## TEXT PROVIDED
_ _ _ _ _ _ _

Yumesenkei Amahara Breakfast Spread Items

The staff were also nice enough to bring my sister steamed broccoli upon request on the first morning, and on the second morning they brought up a mini charcoal grill, where we could grill our own fish (it tasted sublime).

Yumesenkei Amahara Breakfast Spread Steamed Broccoli

While breakfast at the hotel was very good, the centerpiece of the dining experience was definitely dinner at this hotel. For a hotel-included dinner, the food here was amazing. However, I’ll treat this as more of a restaurant review, and judge the dishes we had based on how happy I would’ve been to have the dishes at a restaurant.

The menus were consistent both nights. First of all the associate explaining our room to us said that they could arrange a “special” menu on the second night for us, though we hadn’t booked it (since we didn’t have the option booking on Booking.com). She said she was happy to arrange it for us, though upon being presented a regular menu on the second night, the waiters gave us a confused look when we mentioned our interaction with the associate.

The menus both nights featured an amuse bouche, a few appetiser courses mainly consisting of seafood, a main beef dish followed by soup and rice, followed by dessert.

Yumesenkei Amahara First Dinner Menu

The amuse on our first night featured a fresh seaweed and yuba, and I was pleasantly surprised by the fresh acidity that the vinegar brought.

Yumesenkei Amahara First Dinner

Then came the actual appetiser, which consisted of five separate components – a decent grilled turban shell, some fresh asparagus, some very nice seaweed with vinegar, a refreshing egg tofu, and an amazing croquette.

_ _ _ _ _ _ _

## ACTIONS TO TAKE
1. According to the hotel review, what did the staff bring up on the second morning?
2. Locate each line of the entries that contains the word "dark", and copy those lines.

_ _ _ _ _ _ _

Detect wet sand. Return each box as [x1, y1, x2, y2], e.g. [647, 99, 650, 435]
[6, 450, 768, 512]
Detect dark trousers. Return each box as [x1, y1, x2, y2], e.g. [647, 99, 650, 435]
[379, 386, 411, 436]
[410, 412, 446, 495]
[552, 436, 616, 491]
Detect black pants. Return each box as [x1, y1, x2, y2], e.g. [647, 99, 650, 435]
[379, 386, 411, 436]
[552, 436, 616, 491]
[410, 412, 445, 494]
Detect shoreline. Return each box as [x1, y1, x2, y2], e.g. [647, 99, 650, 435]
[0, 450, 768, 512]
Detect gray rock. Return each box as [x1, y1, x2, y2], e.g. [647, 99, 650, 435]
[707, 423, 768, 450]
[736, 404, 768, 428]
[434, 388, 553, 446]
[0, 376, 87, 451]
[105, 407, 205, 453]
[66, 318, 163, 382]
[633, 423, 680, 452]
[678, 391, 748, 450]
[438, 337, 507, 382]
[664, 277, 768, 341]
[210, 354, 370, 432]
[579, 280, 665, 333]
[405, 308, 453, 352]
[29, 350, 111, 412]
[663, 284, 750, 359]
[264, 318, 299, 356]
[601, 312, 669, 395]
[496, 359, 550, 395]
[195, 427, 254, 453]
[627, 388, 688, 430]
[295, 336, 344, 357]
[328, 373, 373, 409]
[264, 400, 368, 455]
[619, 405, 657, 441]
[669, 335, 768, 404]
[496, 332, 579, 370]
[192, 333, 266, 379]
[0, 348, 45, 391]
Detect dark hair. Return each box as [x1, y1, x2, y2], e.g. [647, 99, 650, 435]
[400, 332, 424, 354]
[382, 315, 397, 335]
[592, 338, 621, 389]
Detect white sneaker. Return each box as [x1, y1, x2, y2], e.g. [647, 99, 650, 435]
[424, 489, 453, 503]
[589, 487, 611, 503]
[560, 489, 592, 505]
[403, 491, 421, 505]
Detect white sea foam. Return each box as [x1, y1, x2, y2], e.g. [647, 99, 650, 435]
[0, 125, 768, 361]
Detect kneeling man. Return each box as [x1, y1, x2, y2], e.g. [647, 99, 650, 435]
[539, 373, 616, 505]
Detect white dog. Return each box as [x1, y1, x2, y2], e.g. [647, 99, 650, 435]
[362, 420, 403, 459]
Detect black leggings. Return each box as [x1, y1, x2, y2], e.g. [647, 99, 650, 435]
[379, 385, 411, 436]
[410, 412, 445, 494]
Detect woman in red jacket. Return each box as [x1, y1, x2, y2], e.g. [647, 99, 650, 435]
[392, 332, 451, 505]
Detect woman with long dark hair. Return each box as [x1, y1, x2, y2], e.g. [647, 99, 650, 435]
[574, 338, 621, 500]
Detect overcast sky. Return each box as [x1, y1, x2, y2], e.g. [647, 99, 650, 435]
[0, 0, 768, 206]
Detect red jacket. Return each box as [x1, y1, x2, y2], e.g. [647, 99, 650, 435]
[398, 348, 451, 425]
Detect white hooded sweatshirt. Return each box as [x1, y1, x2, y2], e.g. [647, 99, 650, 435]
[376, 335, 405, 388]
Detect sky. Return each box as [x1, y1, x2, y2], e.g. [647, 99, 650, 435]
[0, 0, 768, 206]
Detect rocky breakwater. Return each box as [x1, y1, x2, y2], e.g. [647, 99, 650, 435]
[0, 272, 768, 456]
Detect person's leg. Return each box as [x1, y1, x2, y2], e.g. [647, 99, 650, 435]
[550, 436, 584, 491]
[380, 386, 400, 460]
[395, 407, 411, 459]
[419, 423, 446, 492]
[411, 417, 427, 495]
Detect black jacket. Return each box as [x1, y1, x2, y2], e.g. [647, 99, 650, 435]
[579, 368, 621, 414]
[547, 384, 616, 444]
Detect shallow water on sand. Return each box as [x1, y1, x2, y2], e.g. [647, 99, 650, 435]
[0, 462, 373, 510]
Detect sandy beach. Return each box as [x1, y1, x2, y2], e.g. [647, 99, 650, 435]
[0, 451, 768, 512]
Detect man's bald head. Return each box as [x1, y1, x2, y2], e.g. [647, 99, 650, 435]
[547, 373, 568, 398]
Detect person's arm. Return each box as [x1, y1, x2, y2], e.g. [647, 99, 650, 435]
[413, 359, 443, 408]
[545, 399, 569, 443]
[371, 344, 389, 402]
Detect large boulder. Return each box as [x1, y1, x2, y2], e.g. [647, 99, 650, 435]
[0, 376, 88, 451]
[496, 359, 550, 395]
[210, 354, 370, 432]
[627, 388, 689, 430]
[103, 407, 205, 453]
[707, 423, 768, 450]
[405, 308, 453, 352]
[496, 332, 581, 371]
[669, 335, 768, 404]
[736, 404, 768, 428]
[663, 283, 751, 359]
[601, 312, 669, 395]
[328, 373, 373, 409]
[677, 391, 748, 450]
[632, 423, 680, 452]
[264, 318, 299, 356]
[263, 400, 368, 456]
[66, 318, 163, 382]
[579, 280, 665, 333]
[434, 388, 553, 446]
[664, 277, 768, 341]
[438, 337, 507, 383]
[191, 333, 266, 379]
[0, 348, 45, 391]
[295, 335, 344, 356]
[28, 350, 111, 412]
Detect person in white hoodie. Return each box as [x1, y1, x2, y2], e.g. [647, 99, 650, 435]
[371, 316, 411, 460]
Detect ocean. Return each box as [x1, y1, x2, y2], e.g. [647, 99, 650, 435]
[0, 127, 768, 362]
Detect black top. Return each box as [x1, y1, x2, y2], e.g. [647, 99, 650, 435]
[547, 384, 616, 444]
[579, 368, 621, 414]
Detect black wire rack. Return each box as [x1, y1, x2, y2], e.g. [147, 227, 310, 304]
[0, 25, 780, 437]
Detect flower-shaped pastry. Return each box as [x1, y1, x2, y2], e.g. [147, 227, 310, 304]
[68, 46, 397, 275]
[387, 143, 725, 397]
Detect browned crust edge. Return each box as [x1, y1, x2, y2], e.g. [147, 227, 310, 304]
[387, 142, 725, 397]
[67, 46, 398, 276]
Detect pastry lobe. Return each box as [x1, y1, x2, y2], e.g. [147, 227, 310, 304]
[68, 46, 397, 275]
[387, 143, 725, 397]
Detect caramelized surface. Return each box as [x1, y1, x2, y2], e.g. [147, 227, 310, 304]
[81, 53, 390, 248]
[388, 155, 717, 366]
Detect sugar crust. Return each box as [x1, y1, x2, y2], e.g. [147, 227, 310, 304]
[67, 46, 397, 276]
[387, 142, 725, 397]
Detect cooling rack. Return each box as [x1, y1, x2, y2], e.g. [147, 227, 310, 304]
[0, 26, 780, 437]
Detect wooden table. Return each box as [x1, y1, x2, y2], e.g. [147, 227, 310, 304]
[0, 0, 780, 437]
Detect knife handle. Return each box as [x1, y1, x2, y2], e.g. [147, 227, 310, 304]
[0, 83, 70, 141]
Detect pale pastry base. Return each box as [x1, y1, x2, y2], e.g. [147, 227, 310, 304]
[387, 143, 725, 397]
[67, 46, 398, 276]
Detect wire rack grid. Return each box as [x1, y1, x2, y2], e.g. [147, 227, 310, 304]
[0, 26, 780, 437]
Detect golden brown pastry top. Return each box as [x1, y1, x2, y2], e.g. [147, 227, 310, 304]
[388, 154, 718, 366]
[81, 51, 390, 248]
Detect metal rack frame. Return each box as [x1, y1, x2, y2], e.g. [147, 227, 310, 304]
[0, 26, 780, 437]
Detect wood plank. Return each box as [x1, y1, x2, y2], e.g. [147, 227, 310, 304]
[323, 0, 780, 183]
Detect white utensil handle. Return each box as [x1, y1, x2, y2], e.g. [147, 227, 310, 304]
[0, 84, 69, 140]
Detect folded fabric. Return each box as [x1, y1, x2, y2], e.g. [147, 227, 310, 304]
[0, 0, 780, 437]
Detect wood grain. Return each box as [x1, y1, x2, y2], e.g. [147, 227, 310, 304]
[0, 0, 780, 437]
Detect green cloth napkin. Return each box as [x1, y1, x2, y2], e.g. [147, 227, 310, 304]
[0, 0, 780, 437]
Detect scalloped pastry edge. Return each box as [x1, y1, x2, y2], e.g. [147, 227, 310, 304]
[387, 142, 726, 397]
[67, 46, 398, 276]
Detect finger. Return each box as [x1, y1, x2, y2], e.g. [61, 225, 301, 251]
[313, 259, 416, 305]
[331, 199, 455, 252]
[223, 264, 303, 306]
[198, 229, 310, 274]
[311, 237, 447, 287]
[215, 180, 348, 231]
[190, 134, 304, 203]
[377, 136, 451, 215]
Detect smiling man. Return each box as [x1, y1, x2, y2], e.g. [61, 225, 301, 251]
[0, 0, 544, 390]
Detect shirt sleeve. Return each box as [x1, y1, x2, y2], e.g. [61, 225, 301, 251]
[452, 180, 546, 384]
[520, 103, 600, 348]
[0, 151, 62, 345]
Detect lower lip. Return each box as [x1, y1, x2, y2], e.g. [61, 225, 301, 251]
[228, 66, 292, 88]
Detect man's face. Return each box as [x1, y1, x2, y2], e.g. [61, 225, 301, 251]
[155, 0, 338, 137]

_ _ _ _ _ _ _

## FINAL RESULTS
1. A mini charcoal grill, so they could grill their own fish.

2.
Detect dark trousers. Return each box as [x1, y1, x2, y2], e.g. [647, 99, 650, 435]
Detect dark hair. Return each box as [x1, y1, x2, y2], e.g. [647, 99, 650, 435]
Detect woman with long dark hair. Return each box as [x1, y1, x2, y2], e.g. [647, 99, 650, 435]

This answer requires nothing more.